TASKS TO CARRY OUT:
**1)** In one to three sentences, explain what the passage on UK/EU negotiations says has convinced many people that critical supply chains had become too extended and overly dependent on a few sources.
**2)** Carry on the passage about the UK/EU negotiations from the point where it stops.

So what can be achieved in the UK/EU negotiations? We can start from the point where the UK wants out in spite of renewed calls in parts of Britain to extend the cut-off date. That view assumes that the myriad of issues concerning trade and services, agriculture quotas, fisheries (acute), subsidies, WTO Schedules, etc. will be negotiated with goodwill all round. The ease in which critical supply chains have been exposed has convinced many that they had become too extended and overly dependent on a relatively few sources, especially in times of pandemics and given now the restructuring of globalisation. If divergence of product standards and state subsidies delivered competitive advantages to the UK, so what they would say; it is up to the EU to respond, even if that means discriminatory trade barriers against UK products and services. In short the EU will not and cannot deliver what the UK wants in a trade agreement, whether ‘free’ or otherwise, because of the deep and deepening divisions emerging there, as noted above. What is left at the policy level is the unspecific undertaking by both parties in relation to the Withdrawal Agreement that the UK would establish with the EU “a future relationship that is as close and strong as possible”. It comes down to what, in the face of all of the above, is possible.

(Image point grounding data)
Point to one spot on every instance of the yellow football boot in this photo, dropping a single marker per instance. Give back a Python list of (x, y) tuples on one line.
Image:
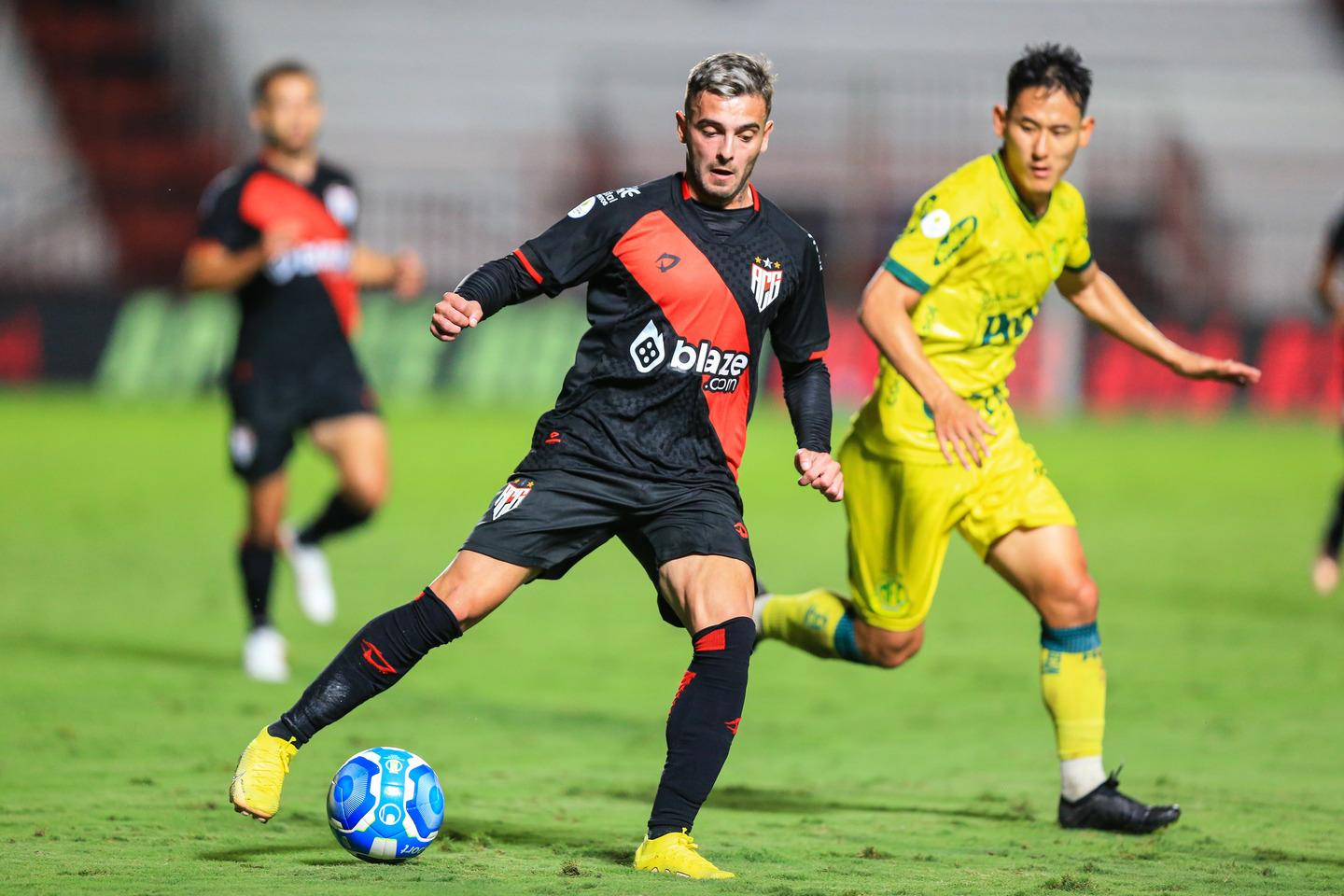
[(259, 776), (678, 855)]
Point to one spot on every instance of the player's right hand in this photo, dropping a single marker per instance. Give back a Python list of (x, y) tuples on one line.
[(961, 430), (452, 315)]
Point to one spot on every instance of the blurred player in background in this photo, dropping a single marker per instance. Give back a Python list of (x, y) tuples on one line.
[(278, 232), (1325, 574), (687, 275), (935, 448)]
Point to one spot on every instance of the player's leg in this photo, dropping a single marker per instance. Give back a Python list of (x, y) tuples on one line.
[(379, 654), (357, 446), (1048, 567), (712, 595), (900, 528), (263, 649), (1325, 572)]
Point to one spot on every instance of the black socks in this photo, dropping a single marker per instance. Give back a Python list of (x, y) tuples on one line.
[(703, 721), (374, 660), (257, 565), (338, 516)]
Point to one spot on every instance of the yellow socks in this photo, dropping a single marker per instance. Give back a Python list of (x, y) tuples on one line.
[(818, 621), (1072, 684)]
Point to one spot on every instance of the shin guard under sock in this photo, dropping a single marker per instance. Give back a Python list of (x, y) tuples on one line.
[(341, 514), (702, 723), (257, 565), (374, 660)]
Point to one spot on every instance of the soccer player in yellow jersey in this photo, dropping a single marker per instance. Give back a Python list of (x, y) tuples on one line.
[(935, 448)]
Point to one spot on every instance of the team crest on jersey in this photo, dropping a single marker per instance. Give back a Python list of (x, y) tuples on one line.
[(766, 280), (511, 496), (342, 203)]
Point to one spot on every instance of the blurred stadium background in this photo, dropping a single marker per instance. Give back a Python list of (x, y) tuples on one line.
[(1210, 184)]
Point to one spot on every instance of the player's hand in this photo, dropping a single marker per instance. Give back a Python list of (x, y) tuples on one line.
[(280, 238), (821, 471), (1200, 367), (410, 274), (452, 315), (961, 430)]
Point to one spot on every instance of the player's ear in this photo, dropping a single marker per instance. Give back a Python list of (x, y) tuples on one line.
[(1085, 131), (1001, 119)]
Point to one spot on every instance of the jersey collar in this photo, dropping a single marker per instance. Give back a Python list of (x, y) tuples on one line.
[(1013, 191)]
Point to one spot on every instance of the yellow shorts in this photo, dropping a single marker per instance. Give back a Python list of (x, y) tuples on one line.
[(902, 516)]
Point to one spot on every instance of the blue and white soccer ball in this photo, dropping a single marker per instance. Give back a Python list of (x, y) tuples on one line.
[(385, 805)]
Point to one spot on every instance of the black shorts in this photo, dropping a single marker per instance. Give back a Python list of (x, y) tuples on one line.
[(553, 519), (269, 409)]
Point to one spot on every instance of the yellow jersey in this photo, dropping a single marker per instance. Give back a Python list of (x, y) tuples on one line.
[(983, 262)]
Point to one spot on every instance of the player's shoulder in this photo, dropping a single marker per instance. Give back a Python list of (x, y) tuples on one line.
[(784, 226), (228, 186)]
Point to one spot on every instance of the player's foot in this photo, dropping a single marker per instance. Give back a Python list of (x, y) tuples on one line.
[(1325, 574), (263, 656), (1108, 809), (677, 853), (259, 776), (312, 578)]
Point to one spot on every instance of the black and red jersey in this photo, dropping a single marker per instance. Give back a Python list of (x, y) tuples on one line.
[(302, 306), (665, 376)]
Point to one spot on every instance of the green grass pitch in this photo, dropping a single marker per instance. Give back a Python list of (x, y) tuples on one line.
[(124, 706)]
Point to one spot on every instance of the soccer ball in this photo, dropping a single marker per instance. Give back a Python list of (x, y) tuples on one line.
[(385, 805)]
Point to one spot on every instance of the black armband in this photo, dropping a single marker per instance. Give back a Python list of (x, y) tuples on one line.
[(498, 284), (806, 392)]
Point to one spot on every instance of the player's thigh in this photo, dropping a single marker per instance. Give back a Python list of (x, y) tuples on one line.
[(1047, 566), (475, 584), (706, 590), (901, 519)]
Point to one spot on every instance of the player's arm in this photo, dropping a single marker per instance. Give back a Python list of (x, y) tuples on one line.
[(885, 315), (1103, 302), (403, 272)]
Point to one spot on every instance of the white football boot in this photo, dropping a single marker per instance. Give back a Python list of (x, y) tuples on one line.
[(312, 577), (263, 656)]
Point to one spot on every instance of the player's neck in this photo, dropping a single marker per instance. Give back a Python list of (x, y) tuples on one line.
[(300, 167)]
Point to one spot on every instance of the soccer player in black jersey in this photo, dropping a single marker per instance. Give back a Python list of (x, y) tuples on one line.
[(1325, 572), (278, 232), (686, 277)]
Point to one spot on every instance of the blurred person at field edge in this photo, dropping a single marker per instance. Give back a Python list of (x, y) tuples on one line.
[(935, 448), (1325, 572), (280, 234)]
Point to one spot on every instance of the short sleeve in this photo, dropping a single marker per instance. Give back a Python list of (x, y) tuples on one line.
[(219, 217), (577, 246), (1080, 250), (801, 330), (940, 232)]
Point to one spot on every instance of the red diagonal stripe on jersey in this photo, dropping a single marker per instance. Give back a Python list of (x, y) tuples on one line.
[(269, 199), (700, 306), (712, 641)]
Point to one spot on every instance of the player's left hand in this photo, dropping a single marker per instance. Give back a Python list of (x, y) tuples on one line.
[(1200, 367), (821, 471), (410, 274)]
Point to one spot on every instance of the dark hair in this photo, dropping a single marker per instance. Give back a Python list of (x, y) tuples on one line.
[(732, 74), (1054, 67), (261, 83)]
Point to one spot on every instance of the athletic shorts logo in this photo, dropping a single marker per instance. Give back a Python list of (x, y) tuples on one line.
[(648, 349), (583, 207), (511, 496), (242, 446), (766, 280)]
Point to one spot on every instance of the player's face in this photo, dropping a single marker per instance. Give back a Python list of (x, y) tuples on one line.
[(1042, 133), (290, 115), (723, 137)]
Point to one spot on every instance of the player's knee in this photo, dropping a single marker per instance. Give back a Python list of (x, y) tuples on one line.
[(891, 649)]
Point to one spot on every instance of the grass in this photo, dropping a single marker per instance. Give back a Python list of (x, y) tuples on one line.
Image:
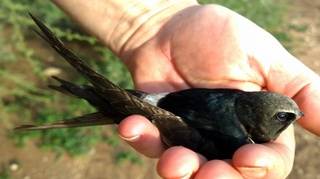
[(23, 95)]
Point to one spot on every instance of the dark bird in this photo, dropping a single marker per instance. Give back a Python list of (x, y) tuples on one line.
[(212, 122)]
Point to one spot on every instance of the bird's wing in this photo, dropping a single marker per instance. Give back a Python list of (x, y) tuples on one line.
[(121, 100)]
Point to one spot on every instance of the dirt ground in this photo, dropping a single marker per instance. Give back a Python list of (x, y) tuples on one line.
[(35, 164)]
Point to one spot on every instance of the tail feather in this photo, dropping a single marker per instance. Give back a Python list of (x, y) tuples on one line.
[(92, 119)]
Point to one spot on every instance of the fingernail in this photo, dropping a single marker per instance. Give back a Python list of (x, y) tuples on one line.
[(131, 139), (253, 172)]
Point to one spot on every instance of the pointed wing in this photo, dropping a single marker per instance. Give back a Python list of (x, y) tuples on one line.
[(121, 100)]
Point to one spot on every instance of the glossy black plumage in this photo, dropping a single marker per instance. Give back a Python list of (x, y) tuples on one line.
[(213, 122)]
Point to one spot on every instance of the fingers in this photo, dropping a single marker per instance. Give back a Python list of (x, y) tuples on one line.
[(308, 100), (270, 160), (142, 135), (179, 162)]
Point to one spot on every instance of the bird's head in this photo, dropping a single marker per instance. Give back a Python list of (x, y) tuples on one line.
[(265, 115)]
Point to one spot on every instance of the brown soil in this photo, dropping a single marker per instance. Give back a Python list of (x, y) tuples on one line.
[(36, 164)]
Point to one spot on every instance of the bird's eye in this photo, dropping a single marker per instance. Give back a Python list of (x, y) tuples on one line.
[(282, 116)]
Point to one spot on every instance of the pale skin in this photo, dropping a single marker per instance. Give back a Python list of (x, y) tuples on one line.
[(174, 45)]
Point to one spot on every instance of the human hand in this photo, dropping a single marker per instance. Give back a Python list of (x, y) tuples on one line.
[(210, 46)]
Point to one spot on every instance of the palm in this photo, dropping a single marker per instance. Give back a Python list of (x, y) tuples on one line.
[(184, 55)]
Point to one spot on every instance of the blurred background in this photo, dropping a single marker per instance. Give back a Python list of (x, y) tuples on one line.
[(27, 62)]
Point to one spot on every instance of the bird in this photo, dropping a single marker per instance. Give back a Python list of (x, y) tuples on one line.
[(212, 122)]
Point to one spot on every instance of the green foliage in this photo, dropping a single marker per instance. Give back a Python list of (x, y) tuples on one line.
[(268, 14), (4, 173), (22, 93)]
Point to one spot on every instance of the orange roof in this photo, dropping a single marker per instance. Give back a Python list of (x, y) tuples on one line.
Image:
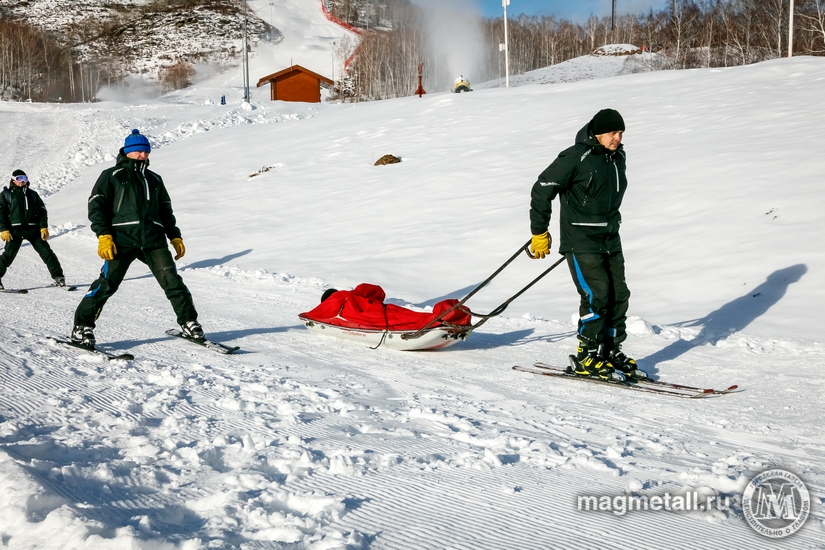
[(269, 78)]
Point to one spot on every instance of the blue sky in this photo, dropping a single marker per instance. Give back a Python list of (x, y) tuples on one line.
[(578, 10)]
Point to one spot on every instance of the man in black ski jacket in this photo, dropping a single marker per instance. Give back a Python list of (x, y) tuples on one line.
[(131, 214), (23, 216), (589, 179)]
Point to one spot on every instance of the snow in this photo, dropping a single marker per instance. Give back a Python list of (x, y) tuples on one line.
[(615, 61), (308, 442)]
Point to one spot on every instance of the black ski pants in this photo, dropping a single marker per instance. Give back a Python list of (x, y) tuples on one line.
[(600, 280), (162, 265), (40, 246)]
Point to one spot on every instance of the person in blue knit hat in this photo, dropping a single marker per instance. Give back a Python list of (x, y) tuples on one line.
[(23, 216), (131, 214)]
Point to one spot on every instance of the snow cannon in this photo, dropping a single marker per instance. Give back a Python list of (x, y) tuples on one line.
[(461, 84)]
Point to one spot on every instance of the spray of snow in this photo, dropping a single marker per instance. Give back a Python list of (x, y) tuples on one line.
[(133, 90), (455, 33)]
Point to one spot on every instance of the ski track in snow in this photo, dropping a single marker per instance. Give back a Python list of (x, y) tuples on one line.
[(300, 440), (303, 442)]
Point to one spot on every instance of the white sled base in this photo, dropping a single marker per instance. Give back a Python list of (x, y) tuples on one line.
[(434, 338)]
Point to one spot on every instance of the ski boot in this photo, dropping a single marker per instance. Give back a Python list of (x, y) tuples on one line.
[(588, 363), (192, 330), (626, 365), (83, 336)]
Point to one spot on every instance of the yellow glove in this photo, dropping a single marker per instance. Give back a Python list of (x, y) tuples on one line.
[(180, 250), (106, 247), (540, 245)]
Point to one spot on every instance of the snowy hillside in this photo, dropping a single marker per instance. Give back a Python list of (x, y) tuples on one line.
[(305, 442), (586, 67)]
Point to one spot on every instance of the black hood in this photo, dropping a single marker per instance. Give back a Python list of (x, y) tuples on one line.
[(586, 137)]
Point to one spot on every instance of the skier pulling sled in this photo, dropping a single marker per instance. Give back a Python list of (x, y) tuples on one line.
[(361, 315), (461, 84)]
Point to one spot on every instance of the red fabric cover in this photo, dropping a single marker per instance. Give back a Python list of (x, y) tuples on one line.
[(364, 308)]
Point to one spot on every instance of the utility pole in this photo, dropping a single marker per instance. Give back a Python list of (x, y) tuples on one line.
[(245, 59), (613, 18), (790, 32), (506, 46)]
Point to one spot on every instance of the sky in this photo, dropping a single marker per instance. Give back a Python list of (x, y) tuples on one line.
[(579, 10)]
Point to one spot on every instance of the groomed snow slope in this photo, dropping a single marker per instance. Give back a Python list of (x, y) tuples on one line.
[(305, 442)]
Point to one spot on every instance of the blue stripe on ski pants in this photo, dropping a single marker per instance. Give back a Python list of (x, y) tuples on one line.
[(593, 315)]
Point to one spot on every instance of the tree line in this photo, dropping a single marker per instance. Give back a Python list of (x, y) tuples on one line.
[(685, 34), (73, 63)]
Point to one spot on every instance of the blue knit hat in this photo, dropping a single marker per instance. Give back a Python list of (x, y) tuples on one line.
[(136, 142)]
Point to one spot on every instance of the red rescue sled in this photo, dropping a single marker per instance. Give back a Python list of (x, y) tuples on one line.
[(361, 315)]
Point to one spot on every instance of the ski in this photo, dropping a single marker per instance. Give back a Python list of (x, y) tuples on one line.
[(627, 384), (657, 383), (208, 344), (102, 353)]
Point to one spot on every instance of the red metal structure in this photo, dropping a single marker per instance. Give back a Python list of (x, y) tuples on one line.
[(296, 83)]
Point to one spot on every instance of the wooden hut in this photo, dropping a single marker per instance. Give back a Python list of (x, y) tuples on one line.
[(295, 83)]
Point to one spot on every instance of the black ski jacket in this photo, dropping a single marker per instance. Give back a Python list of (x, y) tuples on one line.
[(22, 208), (590, 182), (130, 203)]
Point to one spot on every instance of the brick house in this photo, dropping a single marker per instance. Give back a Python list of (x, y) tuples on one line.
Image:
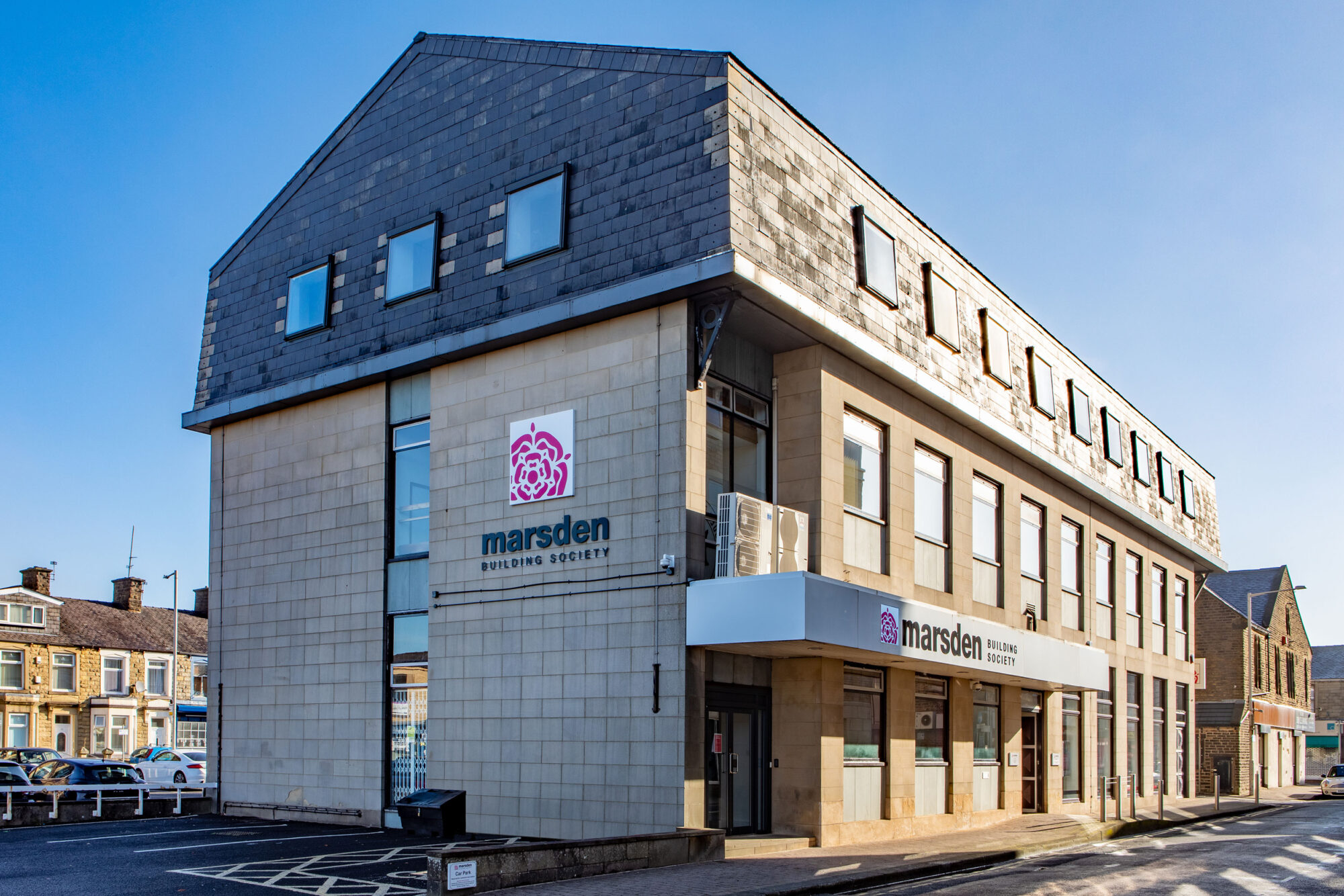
[(89, 676), (1276, 678)]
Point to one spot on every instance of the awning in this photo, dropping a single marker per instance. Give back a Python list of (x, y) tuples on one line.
[(800, 615)]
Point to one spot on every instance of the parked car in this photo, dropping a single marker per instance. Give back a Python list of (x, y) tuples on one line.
[(181, 768), (13, 774), (1333, 782), (29, 757), (87, 772)]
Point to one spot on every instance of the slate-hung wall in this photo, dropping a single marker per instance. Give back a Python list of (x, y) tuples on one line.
[(794, 198), (448, 131)]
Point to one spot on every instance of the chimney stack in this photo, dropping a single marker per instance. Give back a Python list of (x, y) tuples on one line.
[(37, 580), (127, 592)]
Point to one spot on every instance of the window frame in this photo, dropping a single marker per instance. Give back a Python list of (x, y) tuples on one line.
[(864, 252), (433, 269), (330, 264), (561, 171)]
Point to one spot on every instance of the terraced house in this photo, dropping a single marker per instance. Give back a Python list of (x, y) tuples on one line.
[(595, 436)]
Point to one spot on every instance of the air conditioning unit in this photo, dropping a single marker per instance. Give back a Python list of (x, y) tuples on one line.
[(757, 538)]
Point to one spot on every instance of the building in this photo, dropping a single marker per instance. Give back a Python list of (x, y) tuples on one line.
[(476, 382), (1275, 678), (89, 678)]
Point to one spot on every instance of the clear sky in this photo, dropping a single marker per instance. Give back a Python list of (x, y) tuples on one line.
[(1159, 185)]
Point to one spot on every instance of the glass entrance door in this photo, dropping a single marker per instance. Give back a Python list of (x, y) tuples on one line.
[(736, 765)]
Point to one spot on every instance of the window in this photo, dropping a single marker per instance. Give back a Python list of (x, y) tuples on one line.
[(22, 615), (1159, 609), (411, 261), (11, 670), (310, 300), (1105, 589), (1135, 600), (1114, 436), (62, 672), (1166, 484), (941, 310), (931, 519), (877, 257), (986, 529), (1143, 472), (1034, 559), (536, 218), (864, 699), (157, 676), (1073, 746), (865, 531), (931, 719), (994, 349), (1080, 413), (1042, 382), (1187, 495), (1072, 576), (986, 723), (115, 675)]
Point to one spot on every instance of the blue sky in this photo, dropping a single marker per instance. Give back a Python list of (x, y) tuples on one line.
[(1159, 185)]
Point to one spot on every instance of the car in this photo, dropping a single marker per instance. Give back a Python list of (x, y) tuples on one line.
[(177, 766), (29, 757), (87, 772), (1333, 782)]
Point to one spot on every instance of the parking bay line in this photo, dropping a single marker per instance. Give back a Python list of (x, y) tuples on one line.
[(269, 840), (162, 834)]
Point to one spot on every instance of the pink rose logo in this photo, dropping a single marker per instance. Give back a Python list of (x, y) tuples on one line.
[(541, 467)]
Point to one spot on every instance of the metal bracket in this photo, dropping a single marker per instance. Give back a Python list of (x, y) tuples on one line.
[(709, 322)]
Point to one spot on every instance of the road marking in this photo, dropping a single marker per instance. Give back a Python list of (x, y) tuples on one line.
[(163, 834), (268, 840)]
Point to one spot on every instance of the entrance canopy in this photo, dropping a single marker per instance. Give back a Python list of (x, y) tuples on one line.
[(799, 615)]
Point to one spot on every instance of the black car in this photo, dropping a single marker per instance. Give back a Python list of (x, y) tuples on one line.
[(29, 757), (87, 772)]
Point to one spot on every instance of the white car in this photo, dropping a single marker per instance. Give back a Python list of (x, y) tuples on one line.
[(175, 766), (1333, 782)]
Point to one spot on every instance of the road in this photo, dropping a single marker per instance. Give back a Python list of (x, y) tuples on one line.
[(1273, 854)]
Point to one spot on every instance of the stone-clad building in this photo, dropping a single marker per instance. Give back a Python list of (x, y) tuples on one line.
[(1275, 678), (87, 676), (478, 382)]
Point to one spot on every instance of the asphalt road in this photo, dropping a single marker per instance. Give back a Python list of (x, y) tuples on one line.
[(1273, 854)]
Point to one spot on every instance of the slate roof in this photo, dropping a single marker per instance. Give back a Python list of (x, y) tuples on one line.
[(1233, 586), (1329, 662), (93, 624)]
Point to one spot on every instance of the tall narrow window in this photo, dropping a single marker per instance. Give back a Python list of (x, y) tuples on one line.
[(877, 257), (1105, 589), (941, 310), (308, 300), (865, 525), (986, 538), (1080, 413), (534, 220), (1134, 600), (1114, 437), (1034, 559), (1072, 576), (1041, 378), (931, 519), (1159, 609)]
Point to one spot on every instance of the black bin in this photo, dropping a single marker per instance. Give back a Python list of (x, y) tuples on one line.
[(433, 813)]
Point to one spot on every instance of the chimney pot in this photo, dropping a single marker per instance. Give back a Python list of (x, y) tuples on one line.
[(127, 593), (37, 580)]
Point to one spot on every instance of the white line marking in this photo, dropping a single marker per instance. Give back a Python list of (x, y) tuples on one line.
[(163, 834), (269, 840)]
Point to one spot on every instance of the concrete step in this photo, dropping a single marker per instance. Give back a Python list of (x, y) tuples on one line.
[(741, 846)]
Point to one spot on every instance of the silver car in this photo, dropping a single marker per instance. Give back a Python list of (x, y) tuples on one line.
[(1333, 782)]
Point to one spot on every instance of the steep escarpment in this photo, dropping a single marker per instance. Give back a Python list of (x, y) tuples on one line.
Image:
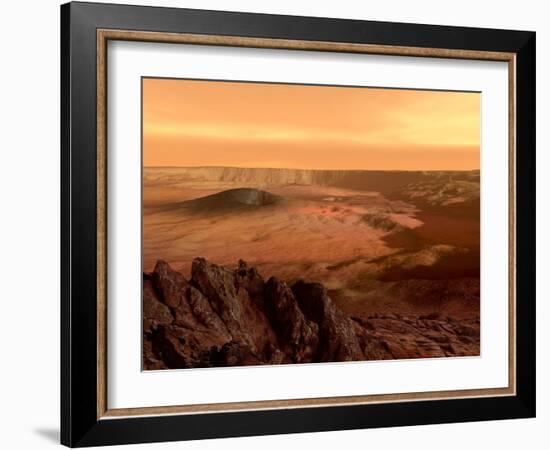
[(384, 181), (228, 317)]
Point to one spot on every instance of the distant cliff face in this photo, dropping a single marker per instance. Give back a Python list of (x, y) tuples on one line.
[(378, 180)]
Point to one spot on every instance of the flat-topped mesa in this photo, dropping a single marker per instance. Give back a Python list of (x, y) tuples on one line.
[(231, 200), (222, 317)]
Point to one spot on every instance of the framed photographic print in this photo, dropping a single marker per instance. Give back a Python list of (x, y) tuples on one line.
[(276, 224)]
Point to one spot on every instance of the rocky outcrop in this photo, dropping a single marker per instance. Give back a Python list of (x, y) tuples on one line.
[(222, 317), (338, 340)]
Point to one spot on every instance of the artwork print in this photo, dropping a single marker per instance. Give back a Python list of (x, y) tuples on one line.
[(294, 223)]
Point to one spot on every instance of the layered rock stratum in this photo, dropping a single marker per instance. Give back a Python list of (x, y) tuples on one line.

ANSWERS FOR THE TASKS:
**1)** Many became convinced because of how easily critical supply chains were exposed. This exposure showed them that the chains had grown too long and relied on relatively few sources, especially in times of pandemics and with globalization now being restructured.

**2)**
As for major substantive and technical matters that would confront the UK in a conventional negotiation, see Farran & Sampson: “Brexiting in Brussels- High Noon Awaits” (https://johnmenadue.com/andrew-farran-gary-sampson-brexiting-in-brussels-high-noon-awaits/ – March 5, 2020). Services alone would involve over 80 separate sector negotiations, in particular with financial services, not only as between the UK and the EU but to reconcile their respective obligations with third parties in the WTO. That could take several years at least to settle involving numerous negotiators sitting opposite each other, presumably observing self-isolation against the prevailing virus.

As for its US ambitions, the Covid-19 pandemic is causing a deepening of long-standing protectionist tendencies in the US which will complicate trade discussions more so than they might have been previously. In addition, the British stance on the Huawei 5G issue, and its security ramifications, has alienated it from powerful forces in the US Congress (and the Executive) whose support can no longer be taken for granted.

Then there is Ireland where they have agreed to replace the ‘backstop’ by a subsequent agreement “that would ensure, on a permanent footing, the absence of a hard border on the island of Ireland, in full respect of the integrity of the Union’s internal market and of the integrity of the United Kingdom”. While a mutual agreement to eliminate tariffs and quotas on all physical products might go some way towards facilitating this, an eventual border down the Irish Sea would seem inevitable, as would the eventual union of Northern Ireland and the Irish Republic within the EU.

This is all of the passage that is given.